> _WORK INSTRUCTIONS_:
Write every record below out exactly; no images.

> _INPUT DATA_:
☆ ☆ ☆

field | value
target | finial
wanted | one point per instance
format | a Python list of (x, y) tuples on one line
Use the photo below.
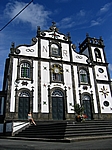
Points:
[(53, 24), (87, 35)]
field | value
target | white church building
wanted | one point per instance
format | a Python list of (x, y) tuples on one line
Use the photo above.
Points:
[(48, 77)]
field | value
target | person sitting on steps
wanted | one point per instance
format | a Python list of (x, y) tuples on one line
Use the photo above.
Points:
[(30, 118)]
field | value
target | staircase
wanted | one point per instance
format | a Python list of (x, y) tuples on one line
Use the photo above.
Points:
[(67, 129)]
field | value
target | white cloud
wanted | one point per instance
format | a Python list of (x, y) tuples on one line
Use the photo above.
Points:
[(81, 13), (105, 8), (34, 14)]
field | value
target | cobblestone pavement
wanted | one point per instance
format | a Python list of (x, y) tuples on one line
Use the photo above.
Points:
[(102, 144)]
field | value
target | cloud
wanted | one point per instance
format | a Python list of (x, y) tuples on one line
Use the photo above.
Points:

☆ ☆ ☆

> _EXERCISE RESULT_:
field | value
target | finial
wanted | one point per instance
format | a Python list of (x, y) tuples on one line
Use the photo below.
Points:
[(53, 24), (87, 35)]
field | value
target | white church building
wanted | one point per instance
format | a Python list of (x, y) tuples on one line
Use the photo above.
Points:
[(48, 77)]
field | value
target | person sitting on steps
wanted | one point per instance
format | a Python list of (x, y) tuples on one line
Use the photo above.
Points:
[(30, 118)]
field | value
target | staircase
wanted | one point per instance
format | a Python list of (x, y) tuples on one line
Use the photo above.
Points:
[(67, 129)]
field | value
target | white cloud
wanted | one point per instance
format | a Python list of (x, y) tuples on one line
Use the photo above.
Points:
[(81, 13), (105, 8), (34, 14)]
field | value
target | cobblestone pavement
wanted | one point per instance
format | a Python list of (x, y) tuples on one line
Use the photo above.
Points:
[(102, 144)]
field | value
target | cloud
wanted | one point per instance
format | a Python list of (x, y) tuples on one line
Use the photo above.
Points:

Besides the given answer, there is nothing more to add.